WHAT YOU WILL DO —
Note each line in the data below that holds "record", and copy it.

#### EXTRACTED MATERIAL

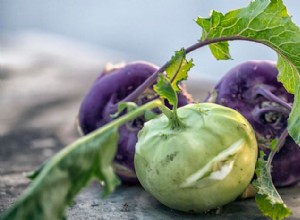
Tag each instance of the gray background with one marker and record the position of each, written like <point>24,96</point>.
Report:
<point>139,30</point>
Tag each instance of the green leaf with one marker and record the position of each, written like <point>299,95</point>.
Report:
<point>62,177</point>
<point>165,90</point>
<point>268,199</point>
<point>294,118</point>
<point>57,181</point>
<point>263,21</point>
<point>178,68</point>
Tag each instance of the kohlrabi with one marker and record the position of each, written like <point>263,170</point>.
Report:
<point>252,89</point>
<point>193,158</point>
<point>203,161</point>
<point>100,105</point>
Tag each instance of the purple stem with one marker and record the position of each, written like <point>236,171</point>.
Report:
<point>279,145</point>
<point>261,111</point>
<point>269,95</point>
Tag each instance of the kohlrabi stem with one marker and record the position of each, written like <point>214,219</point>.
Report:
<point>139,90</point>
<point>278,147</point>
<point>269,95</point>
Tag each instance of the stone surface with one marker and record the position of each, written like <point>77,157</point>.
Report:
<point>40,92</point>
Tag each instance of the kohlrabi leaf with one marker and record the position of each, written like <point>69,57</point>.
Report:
<point>62,177</point>
<point>267,198</point>
<point>178,68</point>
<point>56,182</point>
<point>294,118</point>
<point>263,21</point>
<point>165,90</point>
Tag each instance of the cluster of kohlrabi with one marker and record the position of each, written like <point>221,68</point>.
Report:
<point>199,156</point>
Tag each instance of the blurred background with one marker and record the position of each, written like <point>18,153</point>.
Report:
<point>122,30</point>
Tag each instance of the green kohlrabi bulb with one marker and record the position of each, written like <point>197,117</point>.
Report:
<point>202,165</point>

########

REPLY TO THE EXERCISE —
Tag each instance of the gray background with one marker and record the position of each, written like <point>24,96</point>.
Tag each instance of the green leaf with one marker and record the position of each, written like <point>299,95</point>.
Tag each instance of the kohlrabi with one marker and record the position of each, written like <point>263,170</point>.
Tag each instance of the purple stem with one marker and record the position of each, written like <point>236,171</point>.
Tag each instance of the kohlrabi stem with one marker and record the position of each, written like <point>214,219</point>.
Tag each instance of the stone surface with one marker and record the position of each, written like <point>77,157</point>.
Tag each instance of the kohlrabi leaf with one marker and record the position of each, written like <point>69,57</point>.
Tag each instance of the cluster of kohlrabi with one marker and record the position of each, written like <point>221,68</point>.
Tag each instance of the blurred background with one marker and record the position of each, written like <point>18,153</point>.
Tag each instance of the green kohlrabi bulb with one marker and record the position of each, written like <point>197,117</point>.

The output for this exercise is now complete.